## [WORK INSTRUCTIONS]
Which lines of the material below contain the word "reflection"? Gather each of them and copy it in full, treating case as significant.

## [DATASET RECORDS]
((

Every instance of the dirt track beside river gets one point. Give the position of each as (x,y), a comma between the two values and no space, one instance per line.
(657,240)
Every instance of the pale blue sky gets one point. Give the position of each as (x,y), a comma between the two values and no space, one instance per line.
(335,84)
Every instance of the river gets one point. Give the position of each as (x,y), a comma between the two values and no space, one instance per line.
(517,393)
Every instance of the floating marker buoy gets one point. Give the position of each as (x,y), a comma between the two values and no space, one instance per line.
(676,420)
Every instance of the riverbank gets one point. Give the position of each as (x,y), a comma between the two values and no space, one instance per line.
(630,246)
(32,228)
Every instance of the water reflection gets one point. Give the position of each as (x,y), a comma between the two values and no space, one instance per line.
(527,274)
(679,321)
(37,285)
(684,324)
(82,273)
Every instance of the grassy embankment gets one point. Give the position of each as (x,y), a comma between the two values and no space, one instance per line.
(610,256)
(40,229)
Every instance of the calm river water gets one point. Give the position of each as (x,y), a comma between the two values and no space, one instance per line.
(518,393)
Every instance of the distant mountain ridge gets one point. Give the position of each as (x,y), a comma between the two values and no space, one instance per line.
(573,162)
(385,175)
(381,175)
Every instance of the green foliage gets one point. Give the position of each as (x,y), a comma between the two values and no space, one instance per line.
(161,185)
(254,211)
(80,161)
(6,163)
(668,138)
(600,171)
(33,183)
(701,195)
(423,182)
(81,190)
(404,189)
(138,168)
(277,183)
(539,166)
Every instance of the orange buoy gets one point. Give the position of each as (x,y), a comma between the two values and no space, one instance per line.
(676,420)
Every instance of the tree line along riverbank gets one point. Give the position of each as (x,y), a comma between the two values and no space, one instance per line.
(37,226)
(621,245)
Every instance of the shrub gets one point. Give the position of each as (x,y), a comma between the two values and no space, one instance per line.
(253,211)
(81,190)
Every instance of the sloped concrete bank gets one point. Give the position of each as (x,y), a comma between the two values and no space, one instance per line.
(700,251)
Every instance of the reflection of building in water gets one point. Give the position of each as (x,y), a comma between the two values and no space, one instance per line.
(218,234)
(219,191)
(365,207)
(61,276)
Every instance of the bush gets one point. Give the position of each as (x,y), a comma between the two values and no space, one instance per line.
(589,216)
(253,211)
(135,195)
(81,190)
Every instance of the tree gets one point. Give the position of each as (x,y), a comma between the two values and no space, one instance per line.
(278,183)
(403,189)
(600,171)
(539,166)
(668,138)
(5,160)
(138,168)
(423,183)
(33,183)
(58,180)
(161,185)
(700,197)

))
((

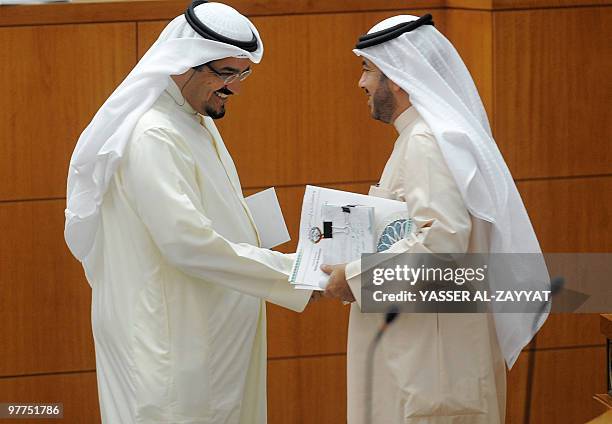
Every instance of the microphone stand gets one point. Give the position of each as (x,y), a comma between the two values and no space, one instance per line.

))

## [COMPLETE ANSWER]
Every instance of the water reflection gets one point. Give the position of each as (x,y), a comma between the two values and no space, one instance per line.
Every instance of the reflection of building in water gets one point. Give the position of each as (x,y), a comma between the two values and no space, one instance per line.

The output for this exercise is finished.